→ Dataset rows:

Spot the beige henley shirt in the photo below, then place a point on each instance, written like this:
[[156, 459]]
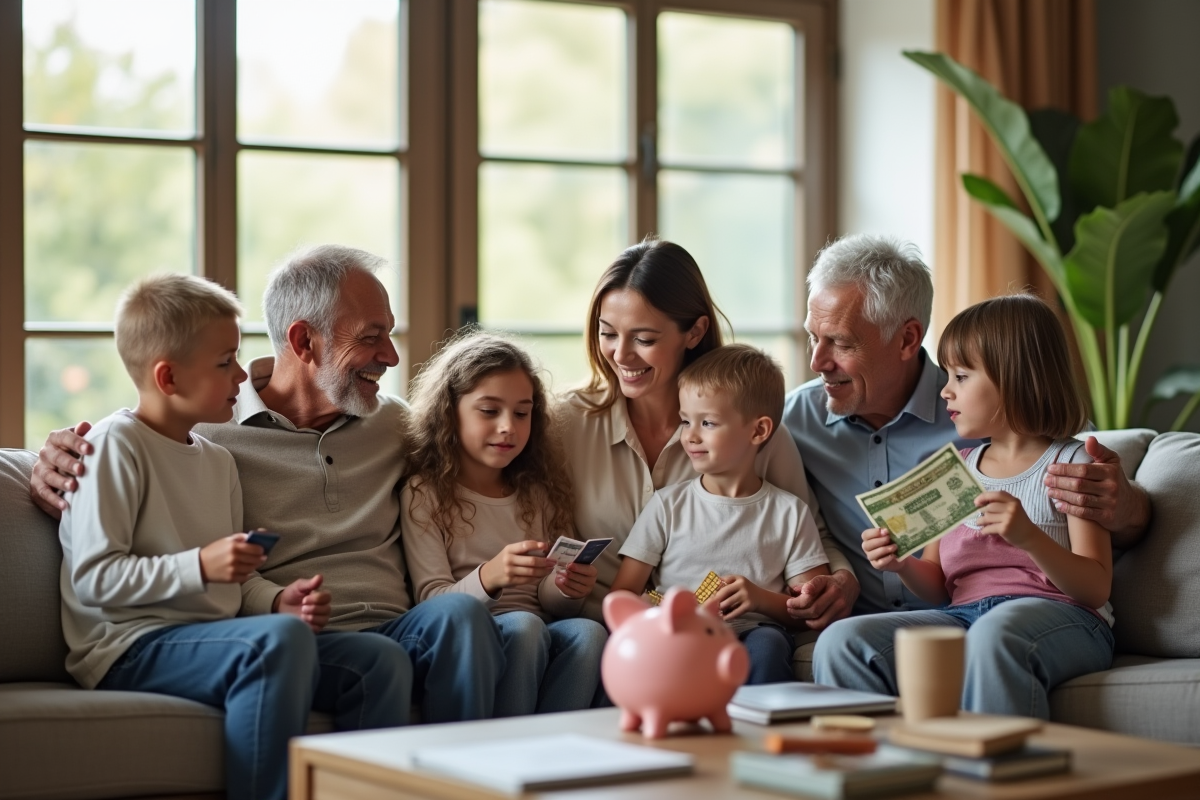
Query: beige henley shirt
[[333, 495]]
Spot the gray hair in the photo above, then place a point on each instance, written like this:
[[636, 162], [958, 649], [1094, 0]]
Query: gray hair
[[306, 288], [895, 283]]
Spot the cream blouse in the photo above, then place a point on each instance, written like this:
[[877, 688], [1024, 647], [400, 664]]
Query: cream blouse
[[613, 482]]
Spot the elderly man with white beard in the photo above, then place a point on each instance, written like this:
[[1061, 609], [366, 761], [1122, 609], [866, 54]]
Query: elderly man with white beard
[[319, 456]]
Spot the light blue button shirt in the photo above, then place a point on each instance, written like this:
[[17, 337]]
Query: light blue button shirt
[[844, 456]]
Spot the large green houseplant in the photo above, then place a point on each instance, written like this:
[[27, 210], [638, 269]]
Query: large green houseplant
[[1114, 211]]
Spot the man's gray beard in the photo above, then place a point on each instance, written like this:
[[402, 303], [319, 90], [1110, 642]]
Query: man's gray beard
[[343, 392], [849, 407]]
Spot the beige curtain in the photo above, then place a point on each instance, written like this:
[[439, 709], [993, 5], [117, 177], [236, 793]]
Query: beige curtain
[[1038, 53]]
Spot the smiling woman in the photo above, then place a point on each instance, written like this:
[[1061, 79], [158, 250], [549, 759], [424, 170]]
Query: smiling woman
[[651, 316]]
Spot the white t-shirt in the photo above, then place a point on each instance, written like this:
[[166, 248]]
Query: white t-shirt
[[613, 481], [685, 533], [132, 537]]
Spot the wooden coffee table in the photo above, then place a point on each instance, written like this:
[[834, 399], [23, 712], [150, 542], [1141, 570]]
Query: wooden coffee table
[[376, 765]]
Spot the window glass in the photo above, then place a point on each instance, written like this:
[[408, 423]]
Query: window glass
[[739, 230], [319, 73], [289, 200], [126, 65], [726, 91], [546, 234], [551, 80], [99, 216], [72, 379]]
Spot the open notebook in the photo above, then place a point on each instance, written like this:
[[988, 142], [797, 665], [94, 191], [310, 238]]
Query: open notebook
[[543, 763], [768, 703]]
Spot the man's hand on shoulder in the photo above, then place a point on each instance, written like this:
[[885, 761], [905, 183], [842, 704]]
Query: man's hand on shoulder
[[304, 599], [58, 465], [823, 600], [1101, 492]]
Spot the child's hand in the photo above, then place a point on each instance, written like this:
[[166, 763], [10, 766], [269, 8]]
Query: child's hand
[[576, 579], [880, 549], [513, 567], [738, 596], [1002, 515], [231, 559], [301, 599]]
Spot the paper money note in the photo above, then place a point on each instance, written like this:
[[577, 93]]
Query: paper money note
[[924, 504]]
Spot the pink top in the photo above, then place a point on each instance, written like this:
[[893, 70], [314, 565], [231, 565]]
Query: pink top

→ Aim of the task: Put every line of the records above into a JSON list of strings, one string per line, with blank lines skipped and the pictures left out.

→ Task answer:
[
  "Spot the beige henley shirt in the photo below, then place a point on each instance, written like this:",
  "[[156, 459]]",
  "Query: beige henley shirt",
  "[[333, 495]]",
  "Spot the gray hair in the photo above, then place a point on each instance, written like this:",
  "[[636, 162], [958, 649], [1094, 0]]",
  "Query: gray hair",
  "[[306, 288], [895, 283]]",
  "Spot the cream blouse in the photo above, then place a point on each instance, written like this:",
  "[[877, 688], [1024, 647], [400, 664]]",
  "Query: cream blouse",
  "[[613, 482]]",
  "Spot the elderly man with white beard in the photo above, then place a point on each instance, written like this:",
  "[[1061, 609], [366, 761], [1122, 609], [866, 54]]",
  "Query: elderly man with white beard",
  "[[319, 456]]",
  "Spot the light blue button shirt in the photo above, then place a point on each instance, written like this:",
  "[[17, 337]]",
  "Query: light blue button shirt",
  "[[844, 456]]",
  "Spot the large green houseplant in the photo above, then place a point on each instance, written like this:",
  "[[27, 210], [638, 269]]",
  "Query: large green houseplant",
  "[[1114, 211]]",
  "Spot the man's gray beard in the photo above, then place a point on each instance, written like this:",
  "[[402, 303], [319, 90], [1110, 642]]",
  "Query: man's gray beard",
  "[[343, 392], [849, 407]]",
  "Spot the beige curtain in the photo above, then place a point on each instance, written like this:",
  "[[439, 709], [993, 5], [117, 177], [236, 793]]",
  "Query: beige curtain",
  "[[1038, 53]]",
  "Spot the smiling woman in the photo above, then place a point on each instance, written like this:",
  "[[1061, 79], [158, 250], [549, 759], [424, 170]]",
  "Query: smiling woman",
  "[[651, 316]]",
  "Spot the white t-shirt in the photo above, then place a point on each instance, written like this:",
  "[[166, 248]]",
  "Query: white t-shirt",
  "[[613, 481], [685, 533], [132, 537]]",
  "Spot the wooden coffee table in the photo above, then place a point on each instance, written like this:",
  "[[834, 399], [23, 712], [150, 542], [1141, 570]]",
  "Query: wooden coffee table",
  "[[376, 765]]",
  "Spot the window glass in the photo above, then place a point on each instance, written like this:",
  "[[408, 423]]",
  "Query: window glass",
  "[[739, 230], [319, 73], [289, 200], [126, 65], [726, 91], [546, 234], [551, 80], [99, 216], [72, 379]]",
  "Spot the open notebook in the photo above, then place a point on each instance, written like this:",
  "[[988, 142], [797, 665], [94, 191], [310, 238]]",
  "Query: open notebook",
  "[[543, 763], [768, 703]]",
  "Spot the man's hand on shoulder in the photo above, then place a point on each instance, written like this:",
  "[[885, 761], [905, 183], [842, 704]]",
  "Query: man's hand on shoulder",
  "[[304, 599], [58, 465], [823, 600], [1101, 492]]",
  "Spot the child's hand in the photo above, then place a point on each instance, written like this:",
  "[[166, 763], [10, 766], [269, 8]]",
  "Query: child's hand",
  "[[576, 579], [880, 549], [513, 567], [738, 596], [1002, 515], [231, 559], [301, 599]]",
  "Spot the paper money note in the photo above, then place a point on each instance, written like this:",
  "[[577, 93]]",
  "Query: paper money note",
  "[[924, 504]]",
  "Spot the pink top in the photo above, then place a point on each instance, written like this:",
  "[[893, 70], [314, 565], [231, 565]]",
  "Query: pink top"
]